DATASET ROWS:
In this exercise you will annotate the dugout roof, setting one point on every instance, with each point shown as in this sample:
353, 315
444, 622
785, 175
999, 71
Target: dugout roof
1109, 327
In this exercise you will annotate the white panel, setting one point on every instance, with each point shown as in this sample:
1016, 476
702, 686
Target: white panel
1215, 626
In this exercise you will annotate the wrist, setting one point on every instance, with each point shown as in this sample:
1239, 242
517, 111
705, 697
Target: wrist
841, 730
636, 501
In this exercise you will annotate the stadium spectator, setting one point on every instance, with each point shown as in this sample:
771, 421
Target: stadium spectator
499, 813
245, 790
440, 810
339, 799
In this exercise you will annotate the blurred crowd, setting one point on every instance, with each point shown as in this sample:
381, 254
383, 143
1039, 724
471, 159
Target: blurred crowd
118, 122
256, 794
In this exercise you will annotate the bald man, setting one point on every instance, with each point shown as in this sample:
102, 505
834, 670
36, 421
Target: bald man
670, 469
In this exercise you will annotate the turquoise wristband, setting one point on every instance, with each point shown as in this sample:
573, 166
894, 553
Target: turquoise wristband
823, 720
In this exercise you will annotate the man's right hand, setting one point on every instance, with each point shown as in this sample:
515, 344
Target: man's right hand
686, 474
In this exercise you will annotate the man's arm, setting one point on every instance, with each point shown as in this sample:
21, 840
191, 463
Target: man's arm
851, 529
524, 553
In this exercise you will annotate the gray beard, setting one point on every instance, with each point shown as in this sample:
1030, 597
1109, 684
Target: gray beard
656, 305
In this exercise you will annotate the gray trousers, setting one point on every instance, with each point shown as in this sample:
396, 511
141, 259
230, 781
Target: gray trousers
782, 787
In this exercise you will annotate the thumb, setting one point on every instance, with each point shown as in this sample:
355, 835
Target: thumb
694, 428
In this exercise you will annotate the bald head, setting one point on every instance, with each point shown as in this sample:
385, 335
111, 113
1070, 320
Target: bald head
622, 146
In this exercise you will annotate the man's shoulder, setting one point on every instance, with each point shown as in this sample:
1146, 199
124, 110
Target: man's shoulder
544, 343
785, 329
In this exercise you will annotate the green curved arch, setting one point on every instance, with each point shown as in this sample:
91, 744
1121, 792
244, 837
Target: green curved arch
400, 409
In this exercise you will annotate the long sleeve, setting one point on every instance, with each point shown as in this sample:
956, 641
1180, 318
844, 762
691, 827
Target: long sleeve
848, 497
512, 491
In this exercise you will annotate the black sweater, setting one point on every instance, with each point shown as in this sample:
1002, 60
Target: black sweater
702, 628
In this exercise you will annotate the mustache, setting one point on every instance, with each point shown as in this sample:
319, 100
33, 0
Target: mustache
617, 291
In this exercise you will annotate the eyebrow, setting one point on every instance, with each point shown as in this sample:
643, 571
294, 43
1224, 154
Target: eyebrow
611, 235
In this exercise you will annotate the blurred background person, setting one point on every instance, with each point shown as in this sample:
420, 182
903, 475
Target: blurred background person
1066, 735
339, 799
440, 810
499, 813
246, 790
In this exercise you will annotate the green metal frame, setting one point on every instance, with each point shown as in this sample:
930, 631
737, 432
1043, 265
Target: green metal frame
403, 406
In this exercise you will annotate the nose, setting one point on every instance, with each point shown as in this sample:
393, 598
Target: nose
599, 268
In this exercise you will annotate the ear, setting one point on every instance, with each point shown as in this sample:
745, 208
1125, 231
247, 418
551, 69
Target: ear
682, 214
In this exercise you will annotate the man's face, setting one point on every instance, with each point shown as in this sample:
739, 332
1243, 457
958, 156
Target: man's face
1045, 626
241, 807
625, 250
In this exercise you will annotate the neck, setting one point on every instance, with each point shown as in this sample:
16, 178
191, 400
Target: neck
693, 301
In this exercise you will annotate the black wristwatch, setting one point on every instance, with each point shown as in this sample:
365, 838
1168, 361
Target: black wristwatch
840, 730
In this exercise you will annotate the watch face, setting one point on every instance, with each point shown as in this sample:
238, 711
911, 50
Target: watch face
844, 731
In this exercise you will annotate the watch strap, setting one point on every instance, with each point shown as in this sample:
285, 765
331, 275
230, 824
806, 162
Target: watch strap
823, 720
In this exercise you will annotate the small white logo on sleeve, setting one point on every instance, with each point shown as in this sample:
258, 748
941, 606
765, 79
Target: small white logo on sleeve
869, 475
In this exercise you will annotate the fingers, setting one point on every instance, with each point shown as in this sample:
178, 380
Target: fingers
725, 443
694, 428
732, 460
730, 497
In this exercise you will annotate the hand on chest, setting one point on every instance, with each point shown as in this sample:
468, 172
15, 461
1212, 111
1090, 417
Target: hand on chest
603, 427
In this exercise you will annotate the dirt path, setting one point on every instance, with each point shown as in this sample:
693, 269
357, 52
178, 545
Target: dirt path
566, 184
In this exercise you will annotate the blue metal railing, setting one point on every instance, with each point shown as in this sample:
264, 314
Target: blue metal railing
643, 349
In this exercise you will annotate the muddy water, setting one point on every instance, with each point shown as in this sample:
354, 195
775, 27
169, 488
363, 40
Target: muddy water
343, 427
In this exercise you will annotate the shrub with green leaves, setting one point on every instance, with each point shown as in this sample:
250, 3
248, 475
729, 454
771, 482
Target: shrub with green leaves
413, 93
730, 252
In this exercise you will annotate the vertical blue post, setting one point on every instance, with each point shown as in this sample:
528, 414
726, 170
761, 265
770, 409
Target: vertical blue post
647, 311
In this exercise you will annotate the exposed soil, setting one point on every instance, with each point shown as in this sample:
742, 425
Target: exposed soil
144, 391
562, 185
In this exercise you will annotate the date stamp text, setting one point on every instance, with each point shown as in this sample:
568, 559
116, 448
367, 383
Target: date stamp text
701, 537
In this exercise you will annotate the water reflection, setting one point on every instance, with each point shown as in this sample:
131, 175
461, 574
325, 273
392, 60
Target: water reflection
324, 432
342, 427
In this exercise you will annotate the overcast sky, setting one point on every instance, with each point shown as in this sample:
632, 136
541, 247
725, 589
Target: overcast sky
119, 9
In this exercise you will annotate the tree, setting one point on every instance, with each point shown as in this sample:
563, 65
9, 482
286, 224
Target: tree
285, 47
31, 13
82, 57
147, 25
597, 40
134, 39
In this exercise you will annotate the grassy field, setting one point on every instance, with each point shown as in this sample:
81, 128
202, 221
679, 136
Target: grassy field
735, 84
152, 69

WHAT YOU NEED TO DO: Reproduce the data shown above exactly.

FINISHED EXERCISE:
In this exercise you will annotate the dugout roof, setting one point on every instance, with each point shown as in this sample:
353, 315
444, 622
785, 175
999, 71
Target: dugout roof
1109, 327
In this exercise you will annotate the white panel, setting one point on every instance, with each point shown as in this sample:
1016, 476
702, 686
Target: white panel
1215, 626
In this exercise you will annotate the wrist, setting one point on every instance, with each point shown as in this sample:
1239, 242
517, 111
705, 697
Target: wrist
841, 730
636, 501
In this exercise you will annotate the stadium spectator, setting one point on every instance, with each point shown as in this sample:
771, 421
Target: stadium spectator
499, 813
245, 790
440, 810
339, 799
In this exercise you will annotate the blurred crowd, setting one point on every instance, with each point shown as in this sample:
381, 254
383, 143
1039, 724
471, 159
Target: blurred crowd
118, 122
256, 794
In this exercise you will annotate the bald man, setting one point on every instance, with each point shown as in this sample:
102, 505
834, 670
36, 421
Target: bald man
670, 469
In this exercise you will annotate the turquoise wristband, setting one point on every instance, with each point shown as in this sample:
573, 166
894, 553
Target: turquoise wristband
823, 720
In this exercise you will annotate the man's right hand, setting one point on every instance, with each point shown as in this sample:
515, 344
Target: man's right hand
686, 474
In this exercise you will annotate the man's arm, setting one point on every instance, with each point shown as in this sample:
21, 840
191, 463
Target: man's arm
851, 529
524, 553
In this exercise you will annotate the gray beard, setting one point on every instance, with each point shown as in this sample:
1030, 597
1109, 684
Target: gray beard
656, 305
In this exercise you will annotate the gray trousers, setting one point on every instance, with each point shown as in this sample:
396, 511
141, 259
230, 781
Target: gray trousers
782, 787
In this exercise you will annotate the thumb, setting one point on every instance, with each point shown as in this sample:
355, 835
Target: thumb
694, 428
In this exercise you will annotate the bald head, setting one point on every instance, with each point shown as in this sample:
385, 335
111, 113
1070, 320
Target: bald head
622, 146
In this exercise you will annotate the man's shoulder, setting one point on every instance, with each point shown as in this sample:
1146, 199
124, 110
Target: man's shoulder
544, 343
785, 329
In this exercise you will annotate the green curved arch, setting one point on every instance, with each point shown as in this sample:
91, 744
1121, 792
244, 837
Target: green curved arch
400, 409
In this exercise you will annotate the long sleeve, setting one point on every instance, with each point shown as in this sample:
956, 641
1180, 318
844, 762
691, 827
Target: long sleeve
848, 497
512, 491
In this exercise you will annotate the black sweater, setting one point on every instance, with each point shown as in this sample:
1002, 60
Target: black sweater
702, 628
In this exercise you will annotate the mustache, setting one point on every instance, with each point shown as in this sample:
319, 100
33, 0
Target: mustache
617, 291
In this exercise you will annotate the eyebrow, setting one point on every instance, with each point shown as in this sample:
643, 571
294, 43
1224, 154
Target: eyebrow
611, 235
In this exercise you will annotate the blurred background person, setting one point on every instance, with each point shown as in this sample:
420, 182
903, 475
Target: blurred background person
1066, 735
339, 799
440, 810
499, 813
246, 790
In this exercise you will annotate the green metal frame, setting one point on every instance, with each point shown as in this sample:
930, 631
737, 432
1043, 265
Target: green metal frame
403, 406
In this exercise you will annotate the nose, setting one point on every instance, with each point shown as in this sample:
393, 598
Target: nose
599, 268
In this exercise you will annotate the ear, setting one point on every instance, with each point shown as in this sample:
745, 208
1125, 231
247, 418
551, 69
Target: ear
682, 214
In this exercise you will annotate the man's face, setting one point on every instance, with each point shown as in this sample:
739, 332
1243, 457
958, 156
Target: man's face
1045, 626
241, 807
625, 250
In this exercise you will annotate the neck, setting one point on every instance, with each point shown as in this sample:
16, 178
191, 400
Target: neck
693, 301
In this exercise you will annotate the black wristwatch, setting one point on every instance, with each point shown as in this sample:
365, 838
1168, 361
Target: black wristwatch
840, 730
In this exercise you will annotate the watch face, setting one point on every instance, with each point shown as in this sample:
238, 711
911, 50
Target: watch face
844, 731
In this exercise you will annotate the watch strap, setting one point on every instance, with each point shown as in this sample:
285, 765
331, 275
230, 824
806, 162
Target: watch strap
823, 720
In this exercise you will annotate the small white logo on sleeve, setting one point on every instance, with each point shown as in this sample:
258, 748
941, 606
765, 79
Target: small white logo on sleeve
869, 475
In this exercise you will annotate the fingers, setting one point on every instance, with each point shown as in this sample:
178, 380
Target: fingers
725, 443
694, 428
732, 460
730, 497
In this exercise you will annotate the hand on chest, setting one point on every instance, with each point shown as in this sample:
468, 172
15, 461
1212, 111
1090, 417
Target: hand on chest
603, 427
In this exercise you will annotate the dirt path, setting one point on every instance, with each point shown as in this sample:
693, 269
357, 52
178, 545
Target: dirt path
566, 184
In this exercise you will annotate the blue metal railing, setting one point on every instance, with each point shown as in this sample:
264, 314
Target: blue metal railing
643, 349
In this exercise you will annotate the muddy water, setting one point on every instance, with each point shown as in this sample:
354, 195
775, 27
169, 488
363, 40
Target: muddy water
343, 427
In this exercise you will annotate the shrub with green leaves, setting one point on every instance, with each point shown as in this sample:
250, 3
248, 475
729, 454
771, 482
Target: shrub with green leaves
413, 93
730, 252
In this exercise you will annotate the vertical blue post, setting one point on every instance, with each point shown as in this sample:
528, 414
726, 170
761, 265
770, 409
Target: vertical blue post
647, 311
In this exercise you will annotate the exposed soil, setting one point on every instance, with each point shown as in this sample:
742, 425
Target: exposed soil
144, 391
562, 185
In this exercise you will annotate the date stamp text, setting one point on every instance, with each point shown as in this sample:
568, 559
116, 448
367, 383
Target: date stamp text
701, 537
In this exercise you will annotate the water reflection, setting one point on every instance, with each point shown as in this sample:
131, 175
461, 574
325, 273
392, 60
Target: water reflection
324, 432
342, 427
In this exercise you will annotate the overcast sky, setting one point on every instance, with each point shown as in this sample:
632, 136
541, 247
725, 589
Target: overcast sky
119, 9
In this exercise you will annotate the tree, setting one point on every instance, with each point shown as in this sample:
563, 65
9, 482
286, 224
Target: tree
285, 47
31, 13
82, 57
147, 25
597, 40
134, 39
In this exercise you will annotate the grassy field, setting one point on every instance, with each point shown as in this sample:
81, 128
202, 221
679, 136
Target: grassy field
735, 84
152, 69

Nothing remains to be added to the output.